▸ **Aim of the exercise**:
The records under this task must be duplicated exactly.
··· Data ···
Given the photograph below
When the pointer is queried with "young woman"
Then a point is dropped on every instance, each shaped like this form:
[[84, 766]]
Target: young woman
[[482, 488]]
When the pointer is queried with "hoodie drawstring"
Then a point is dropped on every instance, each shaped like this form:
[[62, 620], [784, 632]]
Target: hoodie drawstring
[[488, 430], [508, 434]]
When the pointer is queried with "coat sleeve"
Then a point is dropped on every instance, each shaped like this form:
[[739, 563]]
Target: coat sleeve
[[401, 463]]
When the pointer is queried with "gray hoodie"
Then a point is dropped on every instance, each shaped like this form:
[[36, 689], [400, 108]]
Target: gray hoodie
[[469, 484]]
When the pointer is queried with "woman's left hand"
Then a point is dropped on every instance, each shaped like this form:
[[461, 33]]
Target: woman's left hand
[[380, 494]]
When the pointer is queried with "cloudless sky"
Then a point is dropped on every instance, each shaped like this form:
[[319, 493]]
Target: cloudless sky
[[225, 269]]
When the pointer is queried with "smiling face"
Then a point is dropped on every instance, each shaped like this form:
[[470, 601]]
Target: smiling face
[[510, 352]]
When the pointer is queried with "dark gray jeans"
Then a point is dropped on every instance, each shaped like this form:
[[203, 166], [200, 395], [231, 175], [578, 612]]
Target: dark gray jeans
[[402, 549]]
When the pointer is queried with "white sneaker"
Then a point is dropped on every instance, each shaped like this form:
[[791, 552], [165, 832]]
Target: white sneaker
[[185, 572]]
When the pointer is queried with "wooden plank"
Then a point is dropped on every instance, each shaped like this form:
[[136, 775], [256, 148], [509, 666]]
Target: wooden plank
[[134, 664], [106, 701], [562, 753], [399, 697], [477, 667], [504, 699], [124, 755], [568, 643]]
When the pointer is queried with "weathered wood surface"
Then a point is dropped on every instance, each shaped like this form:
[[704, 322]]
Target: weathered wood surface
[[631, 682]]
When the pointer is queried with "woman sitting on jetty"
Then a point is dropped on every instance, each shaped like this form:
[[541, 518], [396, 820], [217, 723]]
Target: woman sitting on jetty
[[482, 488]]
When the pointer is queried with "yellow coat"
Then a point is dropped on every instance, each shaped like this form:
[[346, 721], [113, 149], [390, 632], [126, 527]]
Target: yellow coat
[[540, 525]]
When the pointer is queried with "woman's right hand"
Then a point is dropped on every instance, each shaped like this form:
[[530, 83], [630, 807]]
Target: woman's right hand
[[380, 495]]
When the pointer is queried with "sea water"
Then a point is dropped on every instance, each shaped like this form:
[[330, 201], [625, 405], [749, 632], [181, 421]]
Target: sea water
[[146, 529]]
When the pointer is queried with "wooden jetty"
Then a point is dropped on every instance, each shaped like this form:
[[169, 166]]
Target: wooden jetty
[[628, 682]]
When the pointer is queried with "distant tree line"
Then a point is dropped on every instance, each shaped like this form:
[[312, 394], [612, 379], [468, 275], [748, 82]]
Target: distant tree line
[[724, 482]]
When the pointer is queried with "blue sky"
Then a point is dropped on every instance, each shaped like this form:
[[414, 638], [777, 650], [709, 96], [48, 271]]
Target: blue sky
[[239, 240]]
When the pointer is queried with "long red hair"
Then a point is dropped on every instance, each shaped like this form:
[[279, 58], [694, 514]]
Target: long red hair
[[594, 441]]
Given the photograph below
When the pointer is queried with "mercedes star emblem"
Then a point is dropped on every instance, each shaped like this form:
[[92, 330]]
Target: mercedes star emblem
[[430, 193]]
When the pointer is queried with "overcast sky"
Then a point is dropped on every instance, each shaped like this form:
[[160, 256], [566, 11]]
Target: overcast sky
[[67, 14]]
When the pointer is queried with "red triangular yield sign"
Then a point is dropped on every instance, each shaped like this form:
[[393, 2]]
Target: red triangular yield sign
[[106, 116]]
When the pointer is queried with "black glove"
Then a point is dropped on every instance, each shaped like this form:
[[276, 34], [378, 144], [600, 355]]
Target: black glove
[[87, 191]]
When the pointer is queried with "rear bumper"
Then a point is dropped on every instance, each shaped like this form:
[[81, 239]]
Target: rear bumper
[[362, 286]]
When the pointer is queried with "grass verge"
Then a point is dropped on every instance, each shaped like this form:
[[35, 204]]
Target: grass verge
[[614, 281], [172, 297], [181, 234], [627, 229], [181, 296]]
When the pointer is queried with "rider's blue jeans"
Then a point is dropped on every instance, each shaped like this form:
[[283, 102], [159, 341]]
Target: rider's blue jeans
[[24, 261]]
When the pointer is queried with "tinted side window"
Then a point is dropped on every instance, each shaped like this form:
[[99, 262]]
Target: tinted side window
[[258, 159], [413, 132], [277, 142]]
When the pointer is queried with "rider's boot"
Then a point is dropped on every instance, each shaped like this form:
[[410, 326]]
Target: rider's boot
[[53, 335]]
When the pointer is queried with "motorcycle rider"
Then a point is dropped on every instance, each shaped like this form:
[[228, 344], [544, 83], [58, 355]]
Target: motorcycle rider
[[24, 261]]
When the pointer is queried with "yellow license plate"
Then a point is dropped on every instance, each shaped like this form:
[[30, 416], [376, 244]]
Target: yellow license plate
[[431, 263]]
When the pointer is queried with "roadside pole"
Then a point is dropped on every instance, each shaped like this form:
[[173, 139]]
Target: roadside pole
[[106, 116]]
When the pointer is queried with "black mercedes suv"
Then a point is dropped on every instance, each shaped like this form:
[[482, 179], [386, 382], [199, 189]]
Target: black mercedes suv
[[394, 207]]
···
▸ **Answer box**:
Given the photograph below
When the pointer is queried with "young woman"
Then a point is dropped on every instance, each shaped like this form:
[[84, 766]]
Target: young woman
[[482, 488]]
When the pointer is queried with "hoodie drawstring"
Then a point is dropped on every instance, each shaped like this form:
[[62, 620], [784, 632]]
Target: hoodie drawstring
[[488, 430], [508, 434]]
When the pointer is queried with "coat sleeve"
Then a point is dropped on every instance, each shaped like this form:
[[739, 563]]
Target: coat sleeve
[[401, 463]]
When the pointer is queried with "gray hoodie"
Then a point is dropped on every instance, each shaped like this form:
[[36, 689], [400, 108]]
Target: gray hoodie
[[469, 484]]
When the pointer is queried with "woman's left hand"
Then a point is dropped on every instance, each shaped like this form:
[[461, 33]]
Target: woman's left hand
[[380, 494]]
When the pointer is queried with "cloudless sky"
Then a point is dropped on every instance, each shaped like this form:
[[319, 493]]
Target: cloudless sky
[[225, 269]]
When the pointer is queried with "smiling face"
Then a point is dropped on every instance, each shaped like this form:
[[470, 601]]
Target: smiling face
[[510, 352]]
When the pointer is queried with "dark gray jeans"
Then a point is dropped on every instance, each shaped like this form:
[[203, 166], [200, 395], [231, 175], [578, 612]]
Target: dark gray jeans
[[402, 549]]
When the pointer is queried with "white sneaker"
Then a point is dropped on every instance, each shaped like this form:
[[791, 552], [165, 832]]
Target: white sneaker
[[185, 572]]
When the pointer is queried with "wooden plank"
Then a point is dropped on every instance, each shaped like this form:
[[136, 775], [256, 148], [509, 666]]
Target: wooden plank
[[134, 664], [106, 701], [562, 753], [399, 697], [477, 667], [504, 699], [124, 755], [568, 643]]
When the pointer is queried with "weathered wood surface"
Then a point is dropped on every instance, each shaped like this form:
[[704, 322]]
Target: weathered wood surface
[[631, 682]]
When the pointer is queried with "woman sitting on jetty"
Then a point is dropped on every instance, each shaped like this form:
[[541, 518], [396, 820], [217, 723]]
Target: woman sitting on jetty
[[482, 488]]
When the pointer is queried with "yellow coat"
Then a point is dropped on every instance, each shaped like this form:
[[346, 721], [113, 149], [390, 632], [126, 527]]
Target: yellow coat
[[540, 525]]
When the pointer is queried with "woman's right hand"
Then a point is dropped on every instance, each shaped like this form:
[[530, 83], [630, 807]]
Target: woman's right hand
[[380, 495]]
When the pointer is queried with "sea water"
Then a point is dropped on every instance, each shaped like this form:
[[330, 201], [625, 405], [749, 632], [181, 421]]
Target: sea water
[[146, 529]]
When the pointer is queried with "wooden jetty"
Then a point is dropped on every instance, each shaped like this form:
[[169, 166]]
Target: wooden jetty
[[628, 682]]
When the pointer is queried with "distant tree line"
Then a point is dropped on every instance, each shaped like this form:
[[312, 394], [612, 379], [468, 275], [748, 82]]
Target: distant tree line
[[724, 482]]
When the pointer is queried with "blue sky"
Then a point is dropped on every instance, each shaped like this form:
[[414, 638], [777, 650], [709, 96], [48, 271]]
Target: blue sky
[[239, 240]]
When the pointer is queried with "long red hair"
Then a point is dropped on every instance, each shaped like this form:
[[279, 58], [694, 514]]
Target: long red hair
[[594, 441]]
Given the photograph below
When the pointer is queried with "mercedes star emblem"
Then a point is dropped on every instance, each shaped like this form:
[[92, 330]]
Target: mercedes star emblem
[[430, 193]]
When the pointer is queried with "overcast sky"
Then a point is dropped on every instance, each shaped like this form:
[[160, 256], [566, 11]]
Target: overcast sky
[[67, 14]]
When the pointer is queried with "red triangular yield sign"
Then a point is dropped on every instance, each shaped like this form:
[[393, 2]]
Target: red triangular yield sign
[[106, 116]]
When the pointer is queried with "black glove"
Then a point is dropped on every instance, each shaped like this form:
[[276, 34], [378, 144], [600, 355]]
Target: black glove
[[87, 191]]
When the pointer is queried with "rear bumper"
Then a point is dropped on every instance, each shaped like this form:
[[81, 239]]
Target: rear bumper
[[362, 286]]
When the pointer is queried with "grass verge"
Then a point is dropped on every instance, each shaped like this form:
[[35, 204]]
Target: grass verge
[[614, 281], [172, 297], [181, 234], [627, 229], [181, 296]]
When the pointer is queried with "rider's blue jeans"
Then a point is dropped on every instance, each shaped like this form:
[[283, 102], [159, 341]]
Target: rider's blue jeans
[[24, 261]]
When the pointer is queried with "tinted side window"
Then a point is dropped on every instance, each shaped like this form:
[[99, 262]]
Target: tinted side window
[[258, 159], [413, 132], [277, 142]]
When the pointer is queried with "rider's boot"
Then a point is dropped on every instance, each shaped like this form:
[[410, 326]]
Target: rider's boot
[[53, 335]]
When the pointer is queried with "motorcycle rider"
Then a point is dropped on every instance, each shaped like this form:
[[228, 344], [544, 83], [58, 355]]
Target: motorcycle rider
[[24, 261]]
When the pointer is queried with "yellow license plate"
Then a point is dropped on every instance, each shaped like this form:
[[30, 416], [376, 244]]
Target: yellow license plate
[[431, 263]]
When the pointer is queried with "roadside pole"
Then a point is dropped on every instance, each shaped like this form:
[[173, 139]]
Target: roadside pole
[[106, 116]]
When the pointer is queried with "black mercedes suv"
Then a point is dropped on every instance, each shaped like this form:
[[482, 179], [386, 382], [199, 189]]
Target: black mercedes suv
[[394, 207]]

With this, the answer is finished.